Text extract:
━━━━━━
Release Early, Release Often, or at least Release!

Ever heard the phrase Release Early, Release Often? Have you ever
considered that the most important word in that sentence (from a Bayesian
point of view as well as my own ;-)) is Release?

As noted in by Morgan
Delagrange
, Maven makes it very easy to add dependencies to weird
versions of other projects.

In particular, I see an increasing number of open source Java projects
that rely on CVS version (i.e. unreleased) of the code from other
projects.

I think it is really important not to do this. Ignoring the fact that
unreleased code is – well – unreleased – it also dramatically increases
the likely hood of dependency conflicts.

Unfortunately a lot of the jars in the Maven repository do not follow this
practice, and there does not seem to be significant social pressure to stop
people uploading and using random jar versions. For example at the time of
writing Maven itself has 24 dependencies – 6 of which are obviously CVS
builds. A further 8 are marked “dev” or “beta” which probably means they are
actual releases, so I don't necessarily have an issue with those ones (See
http://maven.apache.org/dep
endencies.html
).
━━━━━━
Given material:
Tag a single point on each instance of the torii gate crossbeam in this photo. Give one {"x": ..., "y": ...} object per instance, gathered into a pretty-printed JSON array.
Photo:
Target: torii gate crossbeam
━━━━━━
Written task: Carry on the post about Maven projects depending on unreleased code, picking up after its last sentence. The lines aren't needed here.

Expected answer:
Perhaps a contributing factor to this problem is the fact that some
projects make very infrequent public releases. That makes it difficult for
other projects to pick up critical bug fixes or new features without using a
CVS version. I've seen projects that had an active development community,
had plenty of other projects using their libraries and yet didn't release a
new version of their library for over a year. I'm pretty sure I saw a tool
that measured how much code had changed between a local copy of some code
and a CVS label – something that is useful to keep an eye on for each of
your dependencies.

See http://jakarta.apac
he.org/commons/versioning.html
for a decent guide to how versioning
should be done.

I guess I shouldn't be too critical of Maven. Build management is a topic
which is very easy to have an opinion about, but incredibly hard to
actually do right. To the best of my knowledge Maven is the most successful
and most widely deployed build management tool around, and I think it is a
very impressive piece of work.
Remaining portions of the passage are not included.